*What this task involves*
Look through the entries and count each line that includes the string "office". Reply with the number alone.

::::::::::

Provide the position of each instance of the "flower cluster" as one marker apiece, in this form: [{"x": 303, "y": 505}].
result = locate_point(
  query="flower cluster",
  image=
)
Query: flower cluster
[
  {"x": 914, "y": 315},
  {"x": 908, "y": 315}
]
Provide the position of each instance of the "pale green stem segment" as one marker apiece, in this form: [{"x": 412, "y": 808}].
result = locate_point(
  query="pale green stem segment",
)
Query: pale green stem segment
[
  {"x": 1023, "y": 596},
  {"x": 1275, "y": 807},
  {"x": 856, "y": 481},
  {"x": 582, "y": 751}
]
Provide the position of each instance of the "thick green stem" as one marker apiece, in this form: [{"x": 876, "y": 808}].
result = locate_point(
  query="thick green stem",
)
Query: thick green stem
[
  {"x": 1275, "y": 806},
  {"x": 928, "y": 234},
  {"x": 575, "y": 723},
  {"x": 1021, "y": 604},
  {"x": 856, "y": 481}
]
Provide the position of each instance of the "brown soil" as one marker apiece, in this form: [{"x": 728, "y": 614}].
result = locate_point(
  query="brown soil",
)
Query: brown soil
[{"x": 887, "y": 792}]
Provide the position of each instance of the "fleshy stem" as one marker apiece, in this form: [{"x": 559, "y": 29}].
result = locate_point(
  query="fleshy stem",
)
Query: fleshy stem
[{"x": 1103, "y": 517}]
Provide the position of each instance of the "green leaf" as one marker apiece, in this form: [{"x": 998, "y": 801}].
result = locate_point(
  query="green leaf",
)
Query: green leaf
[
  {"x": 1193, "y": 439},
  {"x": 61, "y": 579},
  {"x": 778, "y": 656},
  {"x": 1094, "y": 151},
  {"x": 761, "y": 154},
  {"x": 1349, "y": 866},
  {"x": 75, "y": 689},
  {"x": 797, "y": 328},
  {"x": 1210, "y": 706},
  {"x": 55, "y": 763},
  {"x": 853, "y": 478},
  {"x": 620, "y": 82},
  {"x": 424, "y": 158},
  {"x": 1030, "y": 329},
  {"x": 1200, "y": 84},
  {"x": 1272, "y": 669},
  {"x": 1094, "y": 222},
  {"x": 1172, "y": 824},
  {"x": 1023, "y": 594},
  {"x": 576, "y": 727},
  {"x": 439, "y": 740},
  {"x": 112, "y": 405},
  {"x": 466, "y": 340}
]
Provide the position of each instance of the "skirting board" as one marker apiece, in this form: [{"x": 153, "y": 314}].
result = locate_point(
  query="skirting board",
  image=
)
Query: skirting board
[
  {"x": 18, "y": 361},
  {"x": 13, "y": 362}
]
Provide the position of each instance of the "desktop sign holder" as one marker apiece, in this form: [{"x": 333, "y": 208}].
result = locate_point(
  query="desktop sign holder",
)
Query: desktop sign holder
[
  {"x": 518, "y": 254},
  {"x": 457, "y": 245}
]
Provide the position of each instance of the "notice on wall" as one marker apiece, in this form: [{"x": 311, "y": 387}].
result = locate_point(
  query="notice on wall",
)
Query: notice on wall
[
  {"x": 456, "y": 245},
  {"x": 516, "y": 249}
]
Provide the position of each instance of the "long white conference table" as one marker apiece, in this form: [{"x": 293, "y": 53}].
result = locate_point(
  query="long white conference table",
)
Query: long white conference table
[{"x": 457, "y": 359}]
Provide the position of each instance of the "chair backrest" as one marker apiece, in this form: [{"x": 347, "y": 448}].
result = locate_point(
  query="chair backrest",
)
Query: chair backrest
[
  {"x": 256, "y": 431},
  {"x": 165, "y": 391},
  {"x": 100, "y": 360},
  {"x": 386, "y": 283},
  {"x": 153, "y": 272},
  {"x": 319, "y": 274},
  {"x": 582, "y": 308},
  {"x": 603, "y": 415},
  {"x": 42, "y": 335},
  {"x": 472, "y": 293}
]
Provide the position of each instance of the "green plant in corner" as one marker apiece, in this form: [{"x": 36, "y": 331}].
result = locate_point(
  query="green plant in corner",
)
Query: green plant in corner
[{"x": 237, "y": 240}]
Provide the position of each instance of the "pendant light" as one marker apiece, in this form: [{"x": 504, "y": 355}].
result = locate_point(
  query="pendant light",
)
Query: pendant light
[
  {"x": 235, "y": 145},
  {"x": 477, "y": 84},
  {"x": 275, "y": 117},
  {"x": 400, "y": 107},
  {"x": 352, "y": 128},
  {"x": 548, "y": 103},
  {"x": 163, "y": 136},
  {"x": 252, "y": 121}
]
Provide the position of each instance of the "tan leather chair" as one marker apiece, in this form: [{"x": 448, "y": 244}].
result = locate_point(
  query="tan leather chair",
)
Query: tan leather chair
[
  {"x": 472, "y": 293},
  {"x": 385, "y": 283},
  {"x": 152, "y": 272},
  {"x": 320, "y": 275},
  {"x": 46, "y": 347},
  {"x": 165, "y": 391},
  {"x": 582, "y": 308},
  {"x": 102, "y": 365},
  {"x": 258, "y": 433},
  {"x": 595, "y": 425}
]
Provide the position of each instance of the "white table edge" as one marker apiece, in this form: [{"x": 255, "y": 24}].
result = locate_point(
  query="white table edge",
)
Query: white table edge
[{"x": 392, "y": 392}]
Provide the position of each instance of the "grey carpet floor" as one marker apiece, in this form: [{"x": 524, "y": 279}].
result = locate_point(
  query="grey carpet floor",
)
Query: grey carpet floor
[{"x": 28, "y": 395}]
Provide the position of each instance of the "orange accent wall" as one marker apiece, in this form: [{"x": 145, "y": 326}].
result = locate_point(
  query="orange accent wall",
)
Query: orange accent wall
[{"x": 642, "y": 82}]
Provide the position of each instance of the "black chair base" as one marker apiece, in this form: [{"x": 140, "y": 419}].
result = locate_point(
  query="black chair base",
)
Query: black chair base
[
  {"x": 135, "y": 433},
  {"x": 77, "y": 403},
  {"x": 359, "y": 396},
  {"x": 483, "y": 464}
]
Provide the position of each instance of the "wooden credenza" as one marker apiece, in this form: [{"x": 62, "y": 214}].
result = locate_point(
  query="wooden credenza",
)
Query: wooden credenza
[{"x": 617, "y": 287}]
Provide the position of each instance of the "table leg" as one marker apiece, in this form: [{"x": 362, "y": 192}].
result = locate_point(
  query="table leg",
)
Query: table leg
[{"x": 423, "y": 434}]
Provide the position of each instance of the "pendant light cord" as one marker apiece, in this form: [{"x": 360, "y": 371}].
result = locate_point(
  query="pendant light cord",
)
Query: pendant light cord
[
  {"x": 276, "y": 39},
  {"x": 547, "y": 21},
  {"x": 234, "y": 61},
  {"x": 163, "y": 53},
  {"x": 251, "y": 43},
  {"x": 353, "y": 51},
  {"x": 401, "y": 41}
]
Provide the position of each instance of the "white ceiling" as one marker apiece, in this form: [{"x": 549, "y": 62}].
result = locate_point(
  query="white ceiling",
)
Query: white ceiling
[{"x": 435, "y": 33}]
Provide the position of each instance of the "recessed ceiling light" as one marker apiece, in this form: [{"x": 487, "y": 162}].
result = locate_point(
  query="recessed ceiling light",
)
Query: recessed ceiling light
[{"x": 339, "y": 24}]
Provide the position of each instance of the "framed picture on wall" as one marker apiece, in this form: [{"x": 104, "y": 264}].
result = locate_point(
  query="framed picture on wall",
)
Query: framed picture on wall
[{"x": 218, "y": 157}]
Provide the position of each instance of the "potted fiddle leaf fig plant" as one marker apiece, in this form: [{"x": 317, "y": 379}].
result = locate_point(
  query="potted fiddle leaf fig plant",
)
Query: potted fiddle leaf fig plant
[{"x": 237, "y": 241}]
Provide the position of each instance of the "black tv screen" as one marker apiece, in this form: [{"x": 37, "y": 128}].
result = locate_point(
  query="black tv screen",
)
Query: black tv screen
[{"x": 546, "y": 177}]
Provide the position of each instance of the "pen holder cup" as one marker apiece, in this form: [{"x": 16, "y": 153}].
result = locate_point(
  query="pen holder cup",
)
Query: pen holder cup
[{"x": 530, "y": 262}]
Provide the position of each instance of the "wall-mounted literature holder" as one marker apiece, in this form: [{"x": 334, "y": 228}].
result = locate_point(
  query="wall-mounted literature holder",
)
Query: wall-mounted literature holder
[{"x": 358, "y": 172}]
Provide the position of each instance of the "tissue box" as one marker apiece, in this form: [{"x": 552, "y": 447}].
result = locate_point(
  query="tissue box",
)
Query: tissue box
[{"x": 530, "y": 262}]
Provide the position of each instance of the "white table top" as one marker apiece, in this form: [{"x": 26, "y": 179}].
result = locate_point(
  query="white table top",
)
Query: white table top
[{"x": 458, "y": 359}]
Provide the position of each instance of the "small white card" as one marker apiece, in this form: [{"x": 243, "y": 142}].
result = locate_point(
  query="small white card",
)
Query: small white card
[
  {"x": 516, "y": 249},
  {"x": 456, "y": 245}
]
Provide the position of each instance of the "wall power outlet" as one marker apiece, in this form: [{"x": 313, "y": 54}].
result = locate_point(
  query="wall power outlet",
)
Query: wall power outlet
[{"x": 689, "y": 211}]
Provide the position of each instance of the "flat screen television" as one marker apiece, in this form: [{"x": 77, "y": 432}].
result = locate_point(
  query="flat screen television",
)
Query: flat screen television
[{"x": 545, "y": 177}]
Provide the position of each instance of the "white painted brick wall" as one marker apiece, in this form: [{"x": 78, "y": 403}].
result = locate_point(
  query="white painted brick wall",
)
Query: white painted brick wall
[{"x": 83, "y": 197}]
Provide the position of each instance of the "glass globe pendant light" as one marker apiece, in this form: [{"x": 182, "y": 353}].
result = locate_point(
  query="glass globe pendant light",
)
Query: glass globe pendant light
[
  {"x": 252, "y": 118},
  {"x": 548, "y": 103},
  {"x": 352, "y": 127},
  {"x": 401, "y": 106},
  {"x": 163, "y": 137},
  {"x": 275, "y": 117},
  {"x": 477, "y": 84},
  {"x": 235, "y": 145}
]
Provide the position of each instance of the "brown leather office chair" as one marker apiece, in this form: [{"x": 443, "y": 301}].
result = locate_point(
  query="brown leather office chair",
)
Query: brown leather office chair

::::::::::

*Answer to this exercise*
3